AIM → All of the material below is to be retyped exactly.

Coordinate annotation records →

┏━━

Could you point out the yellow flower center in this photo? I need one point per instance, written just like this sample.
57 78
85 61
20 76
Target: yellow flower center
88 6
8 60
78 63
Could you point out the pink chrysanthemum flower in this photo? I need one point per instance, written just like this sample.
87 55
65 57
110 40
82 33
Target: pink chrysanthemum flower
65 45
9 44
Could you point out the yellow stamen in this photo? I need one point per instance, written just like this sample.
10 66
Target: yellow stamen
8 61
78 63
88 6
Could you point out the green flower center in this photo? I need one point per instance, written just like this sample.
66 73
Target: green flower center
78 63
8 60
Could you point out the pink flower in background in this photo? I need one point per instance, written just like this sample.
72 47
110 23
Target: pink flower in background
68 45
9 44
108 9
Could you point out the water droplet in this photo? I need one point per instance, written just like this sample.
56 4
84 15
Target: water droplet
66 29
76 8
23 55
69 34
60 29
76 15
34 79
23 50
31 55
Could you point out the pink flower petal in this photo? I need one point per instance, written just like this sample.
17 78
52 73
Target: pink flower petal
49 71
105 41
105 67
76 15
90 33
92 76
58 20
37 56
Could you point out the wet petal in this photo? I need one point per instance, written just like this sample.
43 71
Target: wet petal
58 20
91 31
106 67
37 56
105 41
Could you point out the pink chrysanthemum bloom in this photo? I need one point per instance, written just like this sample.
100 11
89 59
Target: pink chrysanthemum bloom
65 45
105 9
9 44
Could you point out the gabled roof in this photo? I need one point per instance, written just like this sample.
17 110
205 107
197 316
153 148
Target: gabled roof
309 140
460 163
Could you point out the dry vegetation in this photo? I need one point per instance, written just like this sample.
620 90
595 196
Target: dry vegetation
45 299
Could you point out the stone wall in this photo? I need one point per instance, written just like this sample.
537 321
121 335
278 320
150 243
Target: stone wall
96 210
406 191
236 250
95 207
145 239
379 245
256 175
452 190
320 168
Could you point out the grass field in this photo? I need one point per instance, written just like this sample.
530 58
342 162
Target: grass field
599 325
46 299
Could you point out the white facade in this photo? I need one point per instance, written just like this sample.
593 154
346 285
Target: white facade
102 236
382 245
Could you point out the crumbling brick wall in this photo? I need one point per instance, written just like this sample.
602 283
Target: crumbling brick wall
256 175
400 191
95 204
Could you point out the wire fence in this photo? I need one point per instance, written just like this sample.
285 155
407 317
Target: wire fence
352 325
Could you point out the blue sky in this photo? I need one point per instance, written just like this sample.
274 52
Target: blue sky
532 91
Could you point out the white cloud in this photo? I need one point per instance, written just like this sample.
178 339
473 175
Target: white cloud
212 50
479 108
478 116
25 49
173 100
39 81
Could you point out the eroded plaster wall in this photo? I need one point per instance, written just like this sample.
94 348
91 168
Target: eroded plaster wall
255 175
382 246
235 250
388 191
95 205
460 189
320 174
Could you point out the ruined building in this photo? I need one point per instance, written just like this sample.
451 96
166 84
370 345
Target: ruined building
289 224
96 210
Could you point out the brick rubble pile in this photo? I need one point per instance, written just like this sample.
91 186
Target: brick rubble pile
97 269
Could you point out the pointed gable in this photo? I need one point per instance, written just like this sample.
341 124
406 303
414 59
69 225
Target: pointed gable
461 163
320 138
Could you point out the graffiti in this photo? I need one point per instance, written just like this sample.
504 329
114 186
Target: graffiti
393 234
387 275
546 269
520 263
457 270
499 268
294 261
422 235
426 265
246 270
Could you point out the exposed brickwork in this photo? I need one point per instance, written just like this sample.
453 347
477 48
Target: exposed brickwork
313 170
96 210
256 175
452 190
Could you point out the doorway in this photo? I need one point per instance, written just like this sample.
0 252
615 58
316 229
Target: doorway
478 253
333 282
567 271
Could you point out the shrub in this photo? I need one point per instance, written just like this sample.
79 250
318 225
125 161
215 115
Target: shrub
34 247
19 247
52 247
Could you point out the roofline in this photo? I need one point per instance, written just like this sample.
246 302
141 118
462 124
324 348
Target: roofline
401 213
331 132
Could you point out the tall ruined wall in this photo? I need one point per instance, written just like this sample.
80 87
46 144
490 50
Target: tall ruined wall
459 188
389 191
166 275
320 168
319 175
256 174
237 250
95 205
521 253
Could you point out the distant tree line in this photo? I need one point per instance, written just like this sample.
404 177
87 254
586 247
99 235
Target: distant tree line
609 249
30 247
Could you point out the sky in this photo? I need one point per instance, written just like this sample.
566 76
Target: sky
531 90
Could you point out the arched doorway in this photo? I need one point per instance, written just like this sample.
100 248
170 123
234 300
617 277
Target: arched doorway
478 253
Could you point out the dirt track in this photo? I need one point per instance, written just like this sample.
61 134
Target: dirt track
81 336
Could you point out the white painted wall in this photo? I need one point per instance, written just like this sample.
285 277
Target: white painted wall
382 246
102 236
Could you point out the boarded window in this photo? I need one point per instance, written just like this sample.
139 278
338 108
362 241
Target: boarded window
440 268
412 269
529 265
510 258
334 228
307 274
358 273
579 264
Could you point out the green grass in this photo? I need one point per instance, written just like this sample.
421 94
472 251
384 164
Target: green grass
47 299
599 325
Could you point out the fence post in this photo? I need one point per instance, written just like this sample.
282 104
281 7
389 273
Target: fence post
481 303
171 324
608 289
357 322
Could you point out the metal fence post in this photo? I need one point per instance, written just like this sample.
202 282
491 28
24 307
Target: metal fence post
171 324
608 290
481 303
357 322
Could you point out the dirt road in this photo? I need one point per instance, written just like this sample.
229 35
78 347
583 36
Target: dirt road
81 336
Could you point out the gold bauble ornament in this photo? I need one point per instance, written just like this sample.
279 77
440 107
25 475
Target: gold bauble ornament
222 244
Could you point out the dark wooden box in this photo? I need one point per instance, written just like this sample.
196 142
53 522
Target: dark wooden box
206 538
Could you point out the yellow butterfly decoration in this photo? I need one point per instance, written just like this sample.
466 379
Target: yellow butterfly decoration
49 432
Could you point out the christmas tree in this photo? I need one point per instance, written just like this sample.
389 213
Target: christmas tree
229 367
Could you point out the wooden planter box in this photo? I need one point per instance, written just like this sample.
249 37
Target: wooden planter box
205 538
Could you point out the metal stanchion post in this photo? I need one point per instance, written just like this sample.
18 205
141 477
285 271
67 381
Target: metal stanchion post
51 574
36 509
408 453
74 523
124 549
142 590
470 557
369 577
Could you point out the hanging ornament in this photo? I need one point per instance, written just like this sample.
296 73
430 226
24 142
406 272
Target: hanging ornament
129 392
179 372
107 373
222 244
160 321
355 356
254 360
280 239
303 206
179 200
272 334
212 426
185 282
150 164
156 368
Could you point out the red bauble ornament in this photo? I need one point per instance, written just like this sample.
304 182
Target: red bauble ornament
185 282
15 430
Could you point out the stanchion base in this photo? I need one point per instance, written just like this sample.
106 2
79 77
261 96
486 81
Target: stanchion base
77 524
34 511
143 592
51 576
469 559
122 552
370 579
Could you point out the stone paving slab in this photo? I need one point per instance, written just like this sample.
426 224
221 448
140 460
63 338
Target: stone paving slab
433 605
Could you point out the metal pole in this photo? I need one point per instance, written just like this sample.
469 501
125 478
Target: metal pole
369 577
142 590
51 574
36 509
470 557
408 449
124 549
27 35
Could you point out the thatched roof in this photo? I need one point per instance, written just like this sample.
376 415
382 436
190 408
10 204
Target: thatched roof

┗━━

EXERCISE RESULT →
Could you point out the yellow flower center in this photo? I need one point per instance, written just like this sample.
57 78
85 61
20 76
Target: yellow flower center
88 6
8 60
78 63
Could you point out the pink chrysanthemum flower in this photo? I need one point per instance, written just like this sample.
87 55
65 57
110 40
82 33
Target: pink chrysanthemum flower
65 45
9 44
Could you point out the yellow stamen in this photo? I need one point per instance, written just like this sample.
10 66
Target: yellow stamen
8 61
78 63
88 6
Could you point out the green flower center in this photo? I need one point per instance, written just like this sample.
66 73
Target: green flower center
78 63
8 60
Could you point out the pink flower in background in this photo? I need one point per instance, written just like this sample.
72 47
110 23
Target: pink flower in background
68 45
9 44
108 9
Could you point out the water droplet in this photo? I need one point per instance, written just like this sample.
56 4
84 15
Target: water droplet
66 29
76 8
23 55
69 34
60 29
76 15
34 79
23 50
31 55
Could you point out the pink flower petal in this photo? I need one point per instance, written just like this sample.
17 78
52 73
Target: pink flower petal
49 71
105 41
105 67
76 15
90 33
92 76
58 20
37 56
Could you point out the wet petal in this photo? I need one point per instance, written just like this sample.
43 71
Target: wet petal
58 20
91 31
106 67
37 56
105 41
Could you point out the pink chrysanthemum bloom in this photo? I need one point per instance, written just like this sample.
100 11
89 59
Target: pink chrysanthemum bloom
65 45
105 9
9 44
Could you point out the gabled roof in this photo? I need one point per instance, written just like this sample.
17 110
205 107
197 316
153 148
Target: gabled roof
309 140
460 163
Could you point out the dry vegetation in this photo? I need one point per instance, written just like this sample.
620 90
595 196
Target: dry vegetation
45 299
Could you point out the stone wall in this photo? I need one point per instance, written just like this sample.
537 321
121 335
278 320
150 243
Target: stone wall
96 210
406 191
236 250
95 207
145 239
379 245
256 175
452 190
320 168
Could you point out the grass field in this photo? I need one point per instance, written just like this sample.
530 58
342 162
Target: grass field
599 325
46 299
Could you point out the white facade in this photo? I need one point per instance, written just like this sample.
593 154
346 285
Target: white facade
102 236
382 245
Could you point out the crumbling brick wall in this photo? I need one point per instance, written just like this sample.
602 283
Target: crumbling brick wall
256 175
400 191
95 204
Could you point out the wire fence in this photo? I need one point per instance, written just like this sample.
285 155
407 317
Target: wire fence
352 325
Could you point out the blue sky in this photo? I need one point per instance, written just like this sample.
274 52
Target: blue sky
532 91
Could you point out the white cloud in this photo? I need one point per instance, written just like this sample.
178 339
473 175
Target: white cloud
212 50
479 108
478 116
25 49
173 100
39 81
Could you point out the eroded plaster wall in this photo? I need one point per instance, written just like this sample.
94 348
91 168
Target: eroded plaster wall
255 175
382 246
235 250
388 191
95 205
460 189
320 174
Could you point out the ruined building in this photo? I need one point per instance, written just like this sample.
451 96
166 84
370 345
Target: ruined building
289 224
96 210
Could you point out the brick rubble pile in this photo? I need one point per instance, written just like this sample.
91 186
Target: brick rubble pile
97 269
Could you point out the pointed gable in this photo? I need one point per instance, written just like this sample.
341 124
406 303
414 59
69 225
Target: pointed gable
461 163
320 138
Could you point out the graffiti in this photo? I need one point per instance, written just like this sample.
504 329
114 186
Target: graffiti
393 234
387 275
546 269
520 263
457 270
499 268
294 261
422 235
426 265
246 270
Could you point out the exposed brickwork in this photo? I need one point per instance, written just like this sample.
453 347
477 48
Target: exposed brickwork
313 170
96 210
256 175
452 190
Could you point out the doorway in this photo? I need one point per instance, written just like this sample.
0 252
615 58
316 229
Target: doorway
478 253
333 282
567 271
Could you point out the shrub in this photo? I need one point per instance, written just like this sample.
79 250
318 225
125 161
215 115
Target: shrub
34 247
19 247
52 247
Could you point out the roofline in this photo? I need one point per instance, written just like this sample.
246 302
141 118
462 124
324 348
Target: roofline
401 213
331 132
Could you point out the tall ruined wall in this photo? I need one point per instance, written just like this sample.
80 87
46 144
490 50
Target: tall ruined wall
459 188
389 191
166 275
320 168
319 175
256 174
237 250
95 205
521 253
Could you point out the distant tree line in this photo? I need one point per instance, written just like this sample.
404 177
87 254
586 247
99 235
Target: distant tree line
609 249
30 247
Could you point out the sky in this photo? I need one point per instance, written just like this sample.
566 76
Target: sky
531 90
Could you point out the arched doorway in this photo? I need one point per instance, written just like this sample.
100 248
170 123
234 300
617 277
Target: arched doorway
478 253
Could you point out the dirt track in this photo? I need one point per instance, written just like this sample.
61 134
Target: dirt track
81 336
Could you point out the white painted wall in this photo? I need one point per instance, written just like this sample.
285 277
Target: white painted wall
382 246
102 236
Could you point out the boarded window in this photo? I need one point per instance, written just like this sample.
139 278
338 108
362 241
Target: boarded window
440 268
412 269
529 265
510 258
334 228
307 274
358 273
579 264
Could you point out the green grass in this photo? I need one point per instance, written just like this sample.
421 94
472 251
384 164
Target: green grass
47 299
599 325
Could you point out the fence post in this photo? I need one point per instance, written just like this sample.
282 104
281 7
389 273
Target: fence post
481 303
171 324
608 289
357 322
Could you point out the metal fence post in this photo? I need one point per instance, written just like this sample.
202 282
491 28
24 307
Target: metal fence post
171 324
608 290
481 303
357 322
Could you point out the dirt road in this photo? I need one point per instance, written just like this sample.
229 35
78 347
583 36
Target: dirt road
81 336
Could you point out the gold bauble ornament in this photo? I need one point per instance, written just like this sample.
279 77
440 107
25 475
Target: gold bauble ornament
222 244
Could you point out the dark wooden box in this photo? I need one point per instance, written just like this sample.
196 142
53 522
Target: dark wooden box
206 538
Could you point out the yellow butterfly decoration in this photo? I need one point per instance, written just like this sample.
466 379
Target: yellow butterfly decoration
49 432
Could you point out the christmas tree in this photo? I need one point per instance, written just like this sample.
389 213
Target: christmas tree
229 367
Could you point out the wooden planter box in this photo? I need one point per instance, written just like this sample.
249 37
Target: wooden planter box
205 538
Could you point out the metal stanchion post in this photo? I need one point per instance, written just like this sample.
18 205
141 477
285 271
67 381
Target: metal stanchion post
51 574
36 509
408 453
74 523
124 549
142 590
470 557
369 577
Could you point out the hanging ornament in this photo? I need one point per instance, written just like this sample.
296 73
430 226
24 142
406 272
Target: hanging ornament
129 392
179 372
107 373
222 244
160 321
355 356
254 360
280 239
303 206
179 200
272 334
212 426
185 282
150 164
156 368
Could you point out the red bauble ornament in this photo? I need one point per instance, written just like this sample.
304 182
Target: red bauble ornament
185 282
15 430
Could you point out the stanchion base in this photo? I need one point per instance, written just like this sample.
106 2
79 77
261 96
486 81
Target: stanchion base
77 524
34 511
143 592
51 576
469 559
122 552
370 579
Could you point out the stone paving slab in this photo? I need one point per instance, written just like this sample.
426 224
221 448
140 460
63 338
Target: stone paving slab
433 605
Could you point out the metal pole in this photo? I need one point per instance, written just like this sample.
469 501
125 478
Target: metal pole
369 577
142 590
51 574
36 509
470 557
408 449
124 549
27 35
Could you point out the thatched roof in this photo? I need one point per instance, written just like this sample.
376 415
382 436
190 408
10 204
Target: thatched roof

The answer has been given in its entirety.